-- Task item --
Restate the records in full, so that each line matches the original exactly.
+ + + + +
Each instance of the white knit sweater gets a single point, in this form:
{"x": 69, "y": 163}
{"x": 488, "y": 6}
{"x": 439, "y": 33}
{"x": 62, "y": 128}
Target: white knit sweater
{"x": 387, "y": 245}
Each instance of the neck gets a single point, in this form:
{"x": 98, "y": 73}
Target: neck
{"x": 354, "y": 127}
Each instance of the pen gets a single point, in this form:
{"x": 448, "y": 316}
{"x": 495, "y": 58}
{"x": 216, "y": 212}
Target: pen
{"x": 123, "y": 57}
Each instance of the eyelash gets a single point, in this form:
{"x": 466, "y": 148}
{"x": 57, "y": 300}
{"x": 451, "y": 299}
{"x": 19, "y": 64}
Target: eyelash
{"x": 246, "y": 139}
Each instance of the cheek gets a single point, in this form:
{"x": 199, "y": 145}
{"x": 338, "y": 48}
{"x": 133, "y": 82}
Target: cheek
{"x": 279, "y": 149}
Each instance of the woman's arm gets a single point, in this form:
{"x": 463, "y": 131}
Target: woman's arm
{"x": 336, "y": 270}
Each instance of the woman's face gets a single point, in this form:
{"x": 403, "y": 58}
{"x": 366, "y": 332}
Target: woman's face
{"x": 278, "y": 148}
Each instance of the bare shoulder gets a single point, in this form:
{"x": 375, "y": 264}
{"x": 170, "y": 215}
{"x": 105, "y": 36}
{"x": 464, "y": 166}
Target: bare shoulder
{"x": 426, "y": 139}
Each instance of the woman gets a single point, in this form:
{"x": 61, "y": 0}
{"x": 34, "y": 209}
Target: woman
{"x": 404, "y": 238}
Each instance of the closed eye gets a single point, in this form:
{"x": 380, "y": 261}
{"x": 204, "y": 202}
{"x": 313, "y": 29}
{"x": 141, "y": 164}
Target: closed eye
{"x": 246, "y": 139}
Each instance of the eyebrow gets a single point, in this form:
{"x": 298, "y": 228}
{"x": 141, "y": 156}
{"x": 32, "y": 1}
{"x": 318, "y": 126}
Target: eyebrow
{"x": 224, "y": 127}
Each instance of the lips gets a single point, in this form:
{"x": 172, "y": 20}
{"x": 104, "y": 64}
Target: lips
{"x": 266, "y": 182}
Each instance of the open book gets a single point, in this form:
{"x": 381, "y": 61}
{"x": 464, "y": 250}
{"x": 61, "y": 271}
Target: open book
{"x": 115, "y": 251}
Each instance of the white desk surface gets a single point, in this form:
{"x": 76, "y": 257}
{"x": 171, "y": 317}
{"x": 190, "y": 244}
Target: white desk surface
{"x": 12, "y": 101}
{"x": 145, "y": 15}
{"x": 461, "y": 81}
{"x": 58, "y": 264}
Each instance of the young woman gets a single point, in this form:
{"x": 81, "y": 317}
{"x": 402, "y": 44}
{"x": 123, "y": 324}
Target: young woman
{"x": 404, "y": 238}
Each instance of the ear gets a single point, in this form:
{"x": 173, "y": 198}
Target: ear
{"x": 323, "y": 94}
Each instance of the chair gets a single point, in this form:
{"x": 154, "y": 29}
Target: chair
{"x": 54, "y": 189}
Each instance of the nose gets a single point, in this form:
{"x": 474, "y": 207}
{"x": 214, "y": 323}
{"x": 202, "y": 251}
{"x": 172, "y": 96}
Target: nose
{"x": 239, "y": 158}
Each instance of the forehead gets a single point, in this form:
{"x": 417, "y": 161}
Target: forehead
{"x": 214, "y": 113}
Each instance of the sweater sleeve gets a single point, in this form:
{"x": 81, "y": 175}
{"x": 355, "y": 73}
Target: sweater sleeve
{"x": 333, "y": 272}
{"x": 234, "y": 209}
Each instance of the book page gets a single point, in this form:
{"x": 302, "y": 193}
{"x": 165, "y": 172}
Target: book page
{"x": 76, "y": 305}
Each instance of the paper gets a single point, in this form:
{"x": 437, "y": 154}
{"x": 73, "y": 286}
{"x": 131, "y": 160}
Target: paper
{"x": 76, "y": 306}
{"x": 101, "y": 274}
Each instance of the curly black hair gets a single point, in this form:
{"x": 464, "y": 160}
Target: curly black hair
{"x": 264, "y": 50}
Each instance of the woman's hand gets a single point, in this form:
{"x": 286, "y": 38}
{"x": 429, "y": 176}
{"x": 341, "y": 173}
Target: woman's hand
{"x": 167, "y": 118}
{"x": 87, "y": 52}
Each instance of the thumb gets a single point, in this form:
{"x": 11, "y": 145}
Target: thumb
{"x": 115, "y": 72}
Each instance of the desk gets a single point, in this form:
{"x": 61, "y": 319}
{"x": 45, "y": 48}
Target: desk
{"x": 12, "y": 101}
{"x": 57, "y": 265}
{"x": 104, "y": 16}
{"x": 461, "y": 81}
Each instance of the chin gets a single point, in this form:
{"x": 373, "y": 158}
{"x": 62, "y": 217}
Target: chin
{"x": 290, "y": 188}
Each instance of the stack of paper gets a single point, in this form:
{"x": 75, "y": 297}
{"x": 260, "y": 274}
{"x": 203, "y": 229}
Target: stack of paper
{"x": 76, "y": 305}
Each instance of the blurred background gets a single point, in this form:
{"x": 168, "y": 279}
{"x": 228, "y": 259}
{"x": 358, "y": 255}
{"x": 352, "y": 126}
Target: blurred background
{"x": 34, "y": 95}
+ + + + +
-- Response --
Each instance of the white knit sweater gets a single point, in this form:
{"x": 69, "y": 163}
{"x": 488, "y": 6}
{"x": 439, "y": 33}
{"x": 62, "y": 128}
Target: white knit sweater
{"x": 387, "y": 245}
Each instance of the neck gets a single point, in this form:
{"x": 98, "y": 73}
Target: neck
{"x": 354, "y": 127}
Each instance of the pen gets a single point, in this form:
{"x": 448, "y": 316}
{"x": 495, "y": 58}
{"x": 216, "y": 212}
Target: pen
{"x": 123, "y": 57}
Each instance of the eyelash gets a single point, in this form:
{"x": 466, "y": 148}
{"x": 57, "y": 300}
{"x": 451, "y": 299}
{"x": 19, "y": 64}
Target: eyelash
{"x": 246, "y": 139}
Each instance of the cheek gets a single point, in this form:
{"x": 199, "y": 145}
{"x": 338, "y": 48}
{"x": 133, "y": 82}
Target: cheek
{"x": 279, "y": 149}
Each instance of the woman's arm gets a single point, in this form:
{"x": 463, "y": 131}
Target: woman's arm
{"x": 336, "y": 270}
Each instance of the woman's face gets a single point, in this form:
{"x": 403, "y": 58}
{"x": 366, "y": 332}
Target: woman's face
{"x": 278, "y": 148}
Each instance of the bare shoulder gets a single point, in this form:
{"x": 375, "y": 264}
{"x": 170, "y": 215}
{"x": 105, "y": 36}
{"x": 464, "y": 166}
Target: bare shoulder
{"x": 426, "y": 139}
Each instance of the woman gets a single point, in this form:
{"x": 61, "y": 0}
{"x": 34, "y": 209}
Target: woman
{"x": 404, "y": 238}
Each instance of the closed eye gets a single point, in this form:
{"x": 380, "y": 261}
{"x": 204, "y": 202}
{"x": 313, "y": 29}
{"x": 141, "y": 164}
Target: closed eye
{"x": 246, "y": 139}
Each instance of the eyebrow gets a single point, in this form:
{"x": 298, "y": 228}
{"x": 141, "y": 156}
{"x": 32, "y": 1}
{"x": 318, "y": 126}
Target: eyebrow
{"x": 224, "y": 127}
Each instance of the lips gets a single point, in this form:
{"x": 172, "y": 20}
{"x": 104, "y": 64}
Target: lips
{"x": 266, "y": 182}
Each instance of the open book gets a single point, in this form:
{"x": 381, "y": 61}
{"x": 464, "y": 250}
{"x": 61, "y": 271}
Target: open book
{"x": 115, "y": 251}
Each instance of the white desk surface gets a single point, in this form:
{"x": 76, "y": 257}
{"x": 171, "y": 317}
{"x": 190, "y": 244}
Target: white desk surface
{"x": 12, "y": 101}
{"x": 145, "y": 15}
{"x": 461, "y": 81}
{"x": 58, "y": 264}
Each instance of the young woman gets a single point, in this form:
{"x": 81, "y": 317}
{"x": 402, "y": 44}
{"x": 123, "y": 324}
Target: young woman
{"x": 404, "y": 238}
Each instance of the ear gets a single point, in this form:
{"x": 173, "y": 198}
Target: ear
{"x": 323, "y": 94}
Each instance of the chair gets a single point, in this form:
{"x": 154, "y": 29}
Target: chair
{"x": 54, "y": 189}
Each instance of the nose gets a single point, in this form:
{"x": 474, "y": 207}
{"x": 214, "y": 323}
{"x": 202, "y": 251}
{"x": 172, "y": 96}
Target: nose
{"x": 239, "y": 158}
Each instance of the forehead gets a single point, in this form:
{"x": 417, "y": 161}
Target: forehead
{"x": 214, "y": 113}
Each instance of the sweater sleeve gets a single point, in this form:
{"x": 81, "y": 175}
{"x": 355, "y": 73}
Target: sweater sleeve
{"x": 333, "y": 272}
{"x": 234, "y": 209}
Each instance of the book page gets a single point, in this form:
{"x": 302, "y": 193}
{"x": 165, "y": 172}
Target: book page
{"x": 76, "y": 305}
Each instance of the paper gets a single point, in this form:
{"x": 437, "y": 154}
{"x": 73, "y": 286}
{"x": 131, "y": 160}
Target: paper
{"x": 76, "y": 306}
{"x": 101, "y": 274}
Each instance of the curly black hair gets a single point, in this form:
{"x": 464, "y": 160}
Target: curly black hair
{"x": 264, "y": 50}
Each instance of the woman's hand gets a single point, in this form:
{"x": 286, "y": 38}
{"x": 429, "y": 176}
{"x": 341, "y": 173}
Target: woman's hand
{"x": 167, "y": 118}
{"x": 87, "y": 52}
Each instance of the thumb gets a single point, in this form:
{"x": 11, "y": 145}
Target: thumb
{"x": 115, "y": 72}
Each instance of the desk gets a single point, in this form:
{"x": 61, "y": 319}
{"x": 45, "y": 48}
Target: desk
{"x": 12, "y": 101}
{"x": 57, "y": 265}
{"x": 104, "y": 16}
{"x": 461, "y": 81}
Each instance of the chin gets a single point, in this form:
{"x": 373, "y": 158}
{"x": 62, "y": 217}
Target: chin
{"x": 290, "y": 188}
Each instance of the stack of paper gets a single point, in this form:
{"x": 75, "y": 297}
{"x": 260, "y": 274}
{"x": 203, "y": 229}
Target: stack of paper
{"x": 76, "y": 305}
Each instance of the blurred background gets a single point, in this form:
{"x": 168, "y": 279}
{"x": 228, "y": 259}
{"x": 358, "y": 255}
{"x": 352, "y": 126}
Target: blurred background
{"x": 34, "y": 95}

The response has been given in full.